----- Record extracts -----

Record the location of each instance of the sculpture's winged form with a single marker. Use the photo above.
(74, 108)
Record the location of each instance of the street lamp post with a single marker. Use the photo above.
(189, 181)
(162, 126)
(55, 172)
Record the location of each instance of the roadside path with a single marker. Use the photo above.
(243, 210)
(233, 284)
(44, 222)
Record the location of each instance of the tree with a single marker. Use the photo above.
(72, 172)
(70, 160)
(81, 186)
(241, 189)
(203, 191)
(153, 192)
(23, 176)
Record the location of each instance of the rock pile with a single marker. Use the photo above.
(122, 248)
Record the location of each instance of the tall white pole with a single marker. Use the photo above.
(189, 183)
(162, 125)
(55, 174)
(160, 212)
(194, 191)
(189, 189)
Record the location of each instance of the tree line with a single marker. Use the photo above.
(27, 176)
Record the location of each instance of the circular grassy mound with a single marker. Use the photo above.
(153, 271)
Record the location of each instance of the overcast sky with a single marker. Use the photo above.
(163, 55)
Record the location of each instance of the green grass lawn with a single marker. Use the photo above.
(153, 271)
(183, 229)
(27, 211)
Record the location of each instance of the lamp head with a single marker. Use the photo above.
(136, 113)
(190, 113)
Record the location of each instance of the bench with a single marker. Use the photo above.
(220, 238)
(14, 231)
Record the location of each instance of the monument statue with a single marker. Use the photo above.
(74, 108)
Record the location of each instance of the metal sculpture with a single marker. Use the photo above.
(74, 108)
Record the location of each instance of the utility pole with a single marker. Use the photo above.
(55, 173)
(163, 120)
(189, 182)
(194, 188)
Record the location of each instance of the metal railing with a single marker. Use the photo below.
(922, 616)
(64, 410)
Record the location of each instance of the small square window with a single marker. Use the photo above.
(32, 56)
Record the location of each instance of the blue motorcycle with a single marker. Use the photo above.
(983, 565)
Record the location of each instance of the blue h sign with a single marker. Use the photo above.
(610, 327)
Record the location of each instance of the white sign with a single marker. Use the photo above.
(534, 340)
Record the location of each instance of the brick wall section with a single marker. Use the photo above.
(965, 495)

-----

Output only the lines from the one containing "Record the location of each instance of the monument" through the end of the material, please, exactly as they appear.

*Answer to this problem*:
Record the location of each instance of the monument statue with a single marker. Use the photo above.
(74, 108)
Record the location of each instance of the metal sculpture with a single marker. Use the photo above.
(74, 108)
Record the location of each instance of the utility pole with a single marker. Use the photo above.
(55, 173)
(163, 120)
(189, 182)
(194, 188)
Record the location of each instance of the metal railing with a single marker. Use the photo below.
(922, 616)
(64, 410)
Record the location of each instance of the small square window with a single marker. Use the photo above.
(32, 56)
Record the location of each instance of the blue motorcycle with a single marker. Use the photo above.
(983, 565)
Record the location of each instance of the blue h sign with a single marker. Use the photo above.
(610, 327)
Record the location of each instance of the white sign with a single marker. Use the photo above.
(534, 340)
Record the location of each instance of the brick wall section with a single marker. Use the photo above.
(965, 495)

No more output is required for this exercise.